#### SELECTED TEXT
□ □ □ □ □

Madison may have had a very good argument at the time of the Constitution’s ratification.  We hear echoes of Madison today, when some call for a new constitutional convention (which is one of several ways we can amend the Constitution, if a movement could meet the demanding hurdle of persuading two thirds of our state legislatures call for one).  A commonly expressed fear is that such a move might produce a runaway convention that did not improve the Constitution but instead replaced it with something worse.   Madison may have been right that during his own time, any subsequent convention would have likely resulted in a product much worse than the Constitution proposed and ratified. 

But Madison’s preference for veneration through habituation – that is through living under the Constitution but not collectively reconsidering it as a matter of course – succeeded so well that it has rendered each subsequent generation less capable of constitutional reasoning.  Jefferson may have the better argument now that the American understanding of the Constitution, and of the polity it brought into being, could be improved if citizens were asked to assess it, to rethink it, and to consider alternatives to it. 

Precisely because the Constitution is so venerated now (even though most Americans have lost faith in government) it is difficult to generate sufficient support to surmount the multiple hurdles of the amendment process.  Thus, one should have little fear that there would be a runaway convention today. The bottom line is that asking citizens to rethink their constitution today is not dangerous and is an excellent way to rediscover its meaning.   And conversely, if one understands Constitution Day events as efforts to mainly venerate the Constitution and the founders we hurt the constitutional project more than help it.  Fortunately, colleges and universities that are true to their purpose are in the thinking enterprise not the veneration industry.

□ □ □ □ □

#### WHAT YOU WILL DO
1. From the essay on the Constitution, extract the words from "Precisely because the" up to and including "the veneration industry.".
2. In the essay on the Constitution, what share of state legislatures must call for a new constitutional convention?
3. Proceed with the essay on the Constitution, picking up after its last sentence.
The entries stand apart from the essay on the Constitution and are unrelated to it.

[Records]

□ □ □ □ □

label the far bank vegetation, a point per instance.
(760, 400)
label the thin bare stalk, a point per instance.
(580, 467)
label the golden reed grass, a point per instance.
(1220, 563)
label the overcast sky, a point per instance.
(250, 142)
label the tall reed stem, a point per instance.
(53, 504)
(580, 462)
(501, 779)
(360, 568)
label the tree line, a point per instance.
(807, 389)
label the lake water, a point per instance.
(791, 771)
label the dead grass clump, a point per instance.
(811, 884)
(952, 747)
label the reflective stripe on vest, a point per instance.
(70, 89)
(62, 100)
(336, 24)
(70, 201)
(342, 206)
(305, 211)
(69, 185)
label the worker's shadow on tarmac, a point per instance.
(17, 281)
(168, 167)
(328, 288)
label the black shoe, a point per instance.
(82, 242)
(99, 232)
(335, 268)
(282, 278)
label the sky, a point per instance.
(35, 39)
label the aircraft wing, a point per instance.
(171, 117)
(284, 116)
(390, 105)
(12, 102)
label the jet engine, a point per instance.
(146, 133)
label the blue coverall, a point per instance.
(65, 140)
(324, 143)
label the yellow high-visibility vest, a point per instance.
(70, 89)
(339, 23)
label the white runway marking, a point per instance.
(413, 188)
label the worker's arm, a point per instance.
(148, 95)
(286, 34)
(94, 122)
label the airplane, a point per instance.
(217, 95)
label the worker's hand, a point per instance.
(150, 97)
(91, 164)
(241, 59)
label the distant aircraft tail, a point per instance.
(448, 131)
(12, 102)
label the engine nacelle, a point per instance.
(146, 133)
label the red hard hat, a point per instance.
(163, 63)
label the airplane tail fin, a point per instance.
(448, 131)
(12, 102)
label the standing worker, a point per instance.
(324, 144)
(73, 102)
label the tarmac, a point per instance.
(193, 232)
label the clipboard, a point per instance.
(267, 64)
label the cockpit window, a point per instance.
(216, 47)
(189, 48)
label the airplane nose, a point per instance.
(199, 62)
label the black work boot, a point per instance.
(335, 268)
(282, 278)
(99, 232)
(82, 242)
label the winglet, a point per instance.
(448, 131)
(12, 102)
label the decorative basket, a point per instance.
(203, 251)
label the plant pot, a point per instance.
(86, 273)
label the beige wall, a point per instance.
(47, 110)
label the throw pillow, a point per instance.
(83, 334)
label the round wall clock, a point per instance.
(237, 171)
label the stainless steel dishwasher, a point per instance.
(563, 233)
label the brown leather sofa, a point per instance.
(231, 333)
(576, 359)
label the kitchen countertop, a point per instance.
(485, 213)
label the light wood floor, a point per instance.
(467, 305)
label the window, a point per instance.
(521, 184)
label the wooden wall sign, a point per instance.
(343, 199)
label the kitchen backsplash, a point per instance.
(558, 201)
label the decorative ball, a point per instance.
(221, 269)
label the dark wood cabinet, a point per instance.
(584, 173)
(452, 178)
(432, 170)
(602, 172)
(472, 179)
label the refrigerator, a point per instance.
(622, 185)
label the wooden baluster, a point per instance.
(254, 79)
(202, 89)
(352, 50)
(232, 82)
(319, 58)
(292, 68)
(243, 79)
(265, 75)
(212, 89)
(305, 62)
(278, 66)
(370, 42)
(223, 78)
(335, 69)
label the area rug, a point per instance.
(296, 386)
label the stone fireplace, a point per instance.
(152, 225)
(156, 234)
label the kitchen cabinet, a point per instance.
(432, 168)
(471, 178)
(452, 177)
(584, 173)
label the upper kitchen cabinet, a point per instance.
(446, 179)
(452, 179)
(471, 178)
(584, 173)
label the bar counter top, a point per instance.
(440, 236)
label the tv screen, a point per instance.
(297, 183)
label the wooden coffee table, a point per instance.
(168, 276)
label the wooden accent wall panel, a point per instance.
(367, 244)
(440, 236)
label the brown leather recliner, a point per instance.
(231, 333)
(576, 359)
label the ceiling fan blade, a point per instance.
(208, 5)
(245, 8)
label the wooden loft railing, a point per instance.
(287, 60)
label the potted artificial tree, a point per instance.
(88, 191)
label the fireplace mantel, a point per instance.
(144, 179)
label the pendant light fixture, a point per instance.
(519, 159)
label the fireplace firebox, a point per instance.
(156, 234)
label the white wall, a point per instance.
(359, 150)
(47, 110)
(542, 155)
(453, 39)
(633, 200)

□ □ □ □ □

#### ANSWERS TO THE PROBLEMS
1.
Precisely because the Constitution is so venerated now (even though most Americans have lost faith in government) it is difficult to generate sufficient support to surmount the multiple hurdles of the amendment process.  Thus, one should have little fear that there would be a runaway convention today. The bottom line is that asking citizens to rethink their constitution today is not dangerous and is an excellent way to rediscover its meaning.   And conversely, if one understands Constitution Day events as efforts to mainly venerate the Constitution and the founders we hurt the constitutional project more than help it.  Fortunately, colleges and universities that are true to their purpose are in the thinking enterprise not the veneration industry.

2. Two thirds.

3.
Ironically, James Madison was right to worry about too frequent recourse to the people when the people and their leadership were constitutionally literate, while Jefferson might be right that one vital way to educate a constitutionally illiterate people and leadership class today is to publicly rethink the constitution – to engage more robustly in constitutional conversation.

What would it mean to recover the civic Constitution today?  I begin with a sketch some of the main features of the juridical Constitution as an introduction to its contrasting and more capacious alternative.

The Juridical Constitution

Our citizenry behaves as if the Constitution means whatever the Supreme Court says it means.  We know this cannot be true because the Court sometimes reverses its previous decision on important constitutional questions.  The meaning of the Constitution stands apart from the will of its interpreters who seek to discern it.  Nevertheless, it is definitely true that constitutional law at any given moment is what the judiciary determines it to be.  This means that there may be some distance between the best understanding of the Constitution and the judicial understanding – not just because judges might be mistaken – but more because of the purposeful constraints that shape their work.

Unlike legislatures and executives, courts do not decide what problems to solve or policies to pursue.  Problems are solved and decisions have policy implications – but these are both the result of their task to decide cases and controversies brought to them by litigating parties.  Sometimes to resolve these cases they are asked to review the constitutionality of some law.  Although the Constitution does not explicitly mention the power of courts to do this – the power of judicial review – classic defenses of this power in The Federalist and in the landmark John Marshall opinion in Marbury v. Madison (1803) – explain that the power follows ineluctably from the job.  If the judiciary’s essential function is to interpret the law and if the Constitution is the highest law, it follows that ordinary law that conflicts with the higher law should be struck down.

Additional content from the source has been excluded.